Il problema
Prosegui, per favore, il testo sulla Liturgia delle Ore partendo dopo l'ultima frase riportata.

Nella sua consueta rubrica di liturgia, padre Edward McNamara LC, professore di Liturgia e Decano di Teologia presso l’Ateneo Pontificio Regina Apostolorum di Roma, risponde oggi a due domande.
Ho visitato un seminario e durante l’Ufficio Divino il sacerdote ha guidato la preghiera d’apertura – per esempio “O Signore, apri le mie labbra” o “O Dio vieni in mio aiuto” – e ha concluso l’ufficio dando la benedizione. A guidare la recitazione dei Salmi e delle rispettive antifone sono stati invece i soli seminaristi. In altre comunità religiose, i seminaristi guidano la preghiera sino alla fine, mentre il sacerdote non dà la benedizione. Il sacerdote non dovrebbe sia guidare la preghiera sia dare la benedizione, essendo più in alto nella scala gerarchica?— R.A., Quezon City, Filippine
Laici che scelgono di assumere la Liturgia delle Ore sono tenuti a recitare le ore della giornata (terza, sesta e nona)? — L.M.
In realtà esistono vari modi per guidare la Liturgia delle Ore. L’Introduzione alla Liturgia delle Ore offre indicazioni ben precise riguardo l’intervento minimo da parte del ministro ordinato e di altri ministri:
“253. Nella celebrazione della Liturgia delle Ore, come in tutte le altre azioni liturgiche, «ciascuno, ministro o semplice fedele, svolgendo il proprio ufficio, si limiti a compiere tutto e soltanto ciò che, secondo la natura del rito e le norme liturgiche, è di sua competenza».
“254. Se presiede il vescovo, specialmente nella chiesa cattedrale, sia circondato dal suo presbiterio e dai ministri con la partecipazione plenaria e attiva del popolo. In qualunque celebrazione con il popolo, di norma, presieda il sacerdote o il diacono, e vi siano anche i ministri.
“255. Il sacerdote o il diacono che presiede la celebrazione, può indossare la stola sopra il camice o la cotta; il sacerdote anche il piviale. Nulla vieta inoltre che nelle maggiori solennità più sacerdoti indossino il piviale e i diaconi la dalmatica.
“256. È compito del sacerdote o del diacono che presiede dare inizio, dalla sua sede, all’Ufficio con il versetto d’introduzione; iniziare la preghiera del Signore; recitare l’orazione conclusiva; salutare il popolo, benedirlo e congedarlo.
“257. Può recitare le preci o il sacerdote o il ministro.
“258. In mancanza del sacerdote o del diacono, colui che presiede l’Ufficio è soltanto uno tra uguali; non entra in presbiterio, non saluta, né benedice il popolo.

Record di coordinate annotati

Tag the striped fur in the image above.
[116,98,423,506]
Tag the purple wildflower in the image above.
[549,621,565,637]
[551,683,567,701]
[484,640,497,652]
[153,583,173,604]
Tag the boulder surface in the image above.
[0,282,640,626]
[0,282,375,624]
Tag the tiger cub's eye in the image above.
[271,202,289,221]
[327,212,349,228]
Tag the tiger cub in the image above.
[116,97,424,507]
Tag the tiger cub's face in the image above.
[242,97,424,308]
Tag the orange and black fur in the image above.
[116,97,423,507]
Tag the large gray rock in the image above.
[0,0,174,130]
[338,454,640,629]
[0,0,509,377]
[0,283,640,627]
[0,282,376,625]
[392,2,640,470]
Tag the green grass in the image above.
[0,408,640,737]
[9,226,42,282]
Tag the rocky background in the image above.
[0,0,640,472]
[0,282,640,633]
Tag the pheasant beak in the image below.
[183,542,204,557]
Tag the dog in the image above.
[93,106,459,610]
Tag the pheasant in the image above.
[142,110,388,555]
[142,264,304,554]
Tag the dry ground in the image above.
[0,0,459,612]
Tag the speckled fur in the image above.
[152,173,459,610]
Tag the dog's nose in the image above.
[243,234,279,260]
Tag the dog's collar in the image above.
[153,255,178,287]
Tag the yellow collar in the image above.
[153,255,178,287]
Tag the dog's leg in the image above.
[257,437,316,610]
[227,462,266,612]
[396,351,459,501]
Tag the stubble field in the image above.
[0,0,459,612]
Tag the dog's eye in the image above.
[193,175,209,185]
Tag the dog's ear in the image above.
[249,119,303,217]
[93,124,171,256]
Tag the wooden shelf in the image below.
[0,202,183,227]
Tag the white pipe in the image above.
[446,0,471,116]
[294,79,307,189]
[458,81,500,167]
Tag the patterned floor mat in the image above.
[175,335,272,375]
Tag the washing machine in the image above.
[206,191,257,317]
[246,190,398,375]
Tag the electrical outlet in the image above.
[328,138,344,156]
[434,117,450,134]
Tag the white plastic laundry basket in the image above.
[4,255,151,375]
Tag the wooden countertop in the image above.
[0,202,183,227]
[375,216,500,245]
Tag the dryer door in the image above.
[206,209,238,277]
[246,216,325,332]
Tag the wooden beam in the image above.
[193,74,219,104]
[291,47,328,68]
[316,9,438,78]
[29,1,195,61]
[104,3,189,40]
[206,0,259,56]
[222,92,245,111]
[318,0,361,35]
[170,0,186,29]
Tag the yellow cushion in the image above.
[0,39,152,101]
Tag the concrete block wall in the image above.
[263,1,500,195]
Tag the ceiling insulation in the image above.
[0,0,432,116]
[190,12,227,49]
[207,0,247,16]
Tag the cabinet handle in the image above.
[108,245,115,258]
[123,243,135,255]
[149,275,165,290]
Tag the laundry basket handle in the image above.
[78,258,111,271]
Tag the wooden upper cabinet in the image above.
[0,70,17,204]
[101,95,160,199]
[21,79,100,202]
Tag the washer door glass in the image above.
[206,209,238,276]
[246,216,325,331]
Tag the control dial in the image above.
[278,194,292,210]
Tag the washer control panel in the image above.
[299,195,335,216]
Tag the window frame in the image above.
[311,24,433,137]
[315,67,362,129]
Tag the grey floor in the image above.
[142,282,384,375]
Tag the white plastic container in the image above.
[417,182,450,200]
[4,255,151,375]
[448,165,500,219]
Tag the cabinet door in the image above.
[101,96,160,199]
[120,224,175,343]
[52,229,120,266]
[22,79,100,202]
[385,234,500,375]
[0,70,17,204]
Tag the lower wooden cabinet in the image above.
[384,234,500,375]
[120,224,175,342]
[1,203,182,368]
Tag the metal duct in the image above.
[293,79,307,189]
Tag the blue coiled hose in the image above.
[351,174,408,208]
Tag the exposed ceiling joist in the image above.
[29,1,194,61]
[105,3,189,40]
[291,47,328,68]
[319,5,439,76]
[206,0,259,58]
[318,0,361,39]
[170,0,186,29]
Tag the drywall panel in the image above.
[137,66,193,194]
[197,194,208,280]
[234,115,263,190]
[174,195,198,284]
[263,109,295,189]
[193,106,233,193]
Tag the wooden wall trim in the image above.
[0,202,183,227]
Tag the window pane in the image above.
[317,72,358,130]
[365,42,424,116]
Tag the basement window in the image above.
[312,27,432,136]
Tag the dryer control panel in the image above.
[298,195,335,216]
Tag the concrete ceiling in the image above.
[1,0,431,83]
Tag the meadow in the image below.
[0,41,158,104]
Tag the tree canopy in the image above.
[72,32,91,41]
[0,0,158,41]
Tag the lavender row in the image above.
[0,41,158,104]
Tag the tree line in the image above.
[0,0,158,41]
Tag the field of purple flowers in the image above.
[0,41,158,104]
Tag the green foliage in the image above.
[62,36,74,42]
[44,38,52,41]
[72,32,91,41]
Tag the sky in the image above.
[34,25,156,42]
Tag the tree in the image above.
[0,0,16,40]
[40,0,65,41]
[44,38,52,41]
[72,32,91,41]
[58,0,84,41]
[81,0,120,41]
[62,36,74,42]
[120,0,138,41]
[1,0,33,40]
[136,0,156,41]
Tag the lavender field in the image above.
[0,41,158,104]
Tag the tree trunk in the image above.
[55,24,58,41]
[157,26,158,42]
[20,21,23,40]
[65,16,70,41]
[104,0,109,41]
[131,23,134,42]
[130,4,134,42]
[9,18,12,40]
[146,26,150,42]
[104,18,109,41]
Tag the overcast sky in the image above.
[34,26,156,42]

Risultato del compito
“259. Coloro che adempiono l’ufficio di lettore proclamano le letture, sia lunghe che brevi, stando in piedi e nel luogo adatto.
“260. L’intonazione delle antifone, dei salmi e degli altri canti venga fatta da un cantore o dai cantori. Per quanto riguarda la salmodia, si osservino le norme date sopra, ai nn. 121-125.”
I punti dal 121 al 125 citano così:
“121. Sono possibili svariati modi di eseguire i salmi secondo che lo richiedono il genere letterario, la lunghezza, la lingua, l’esecuzione individuale o collettiva, la partecipazione del popolo. La facoltà di scegliere fra molte soluzioni possibili quella più confacente, giova non poco a far meglio percepire la fragranza spirituale e artistica dei salmi. Questi, infatti, non sono stati ordinati quasi fossero delle semplici quantità di preghiera da far seguire le une alle altre, ma secondo il criterio del contenuto e del carattere specifico di ciascuno di essi.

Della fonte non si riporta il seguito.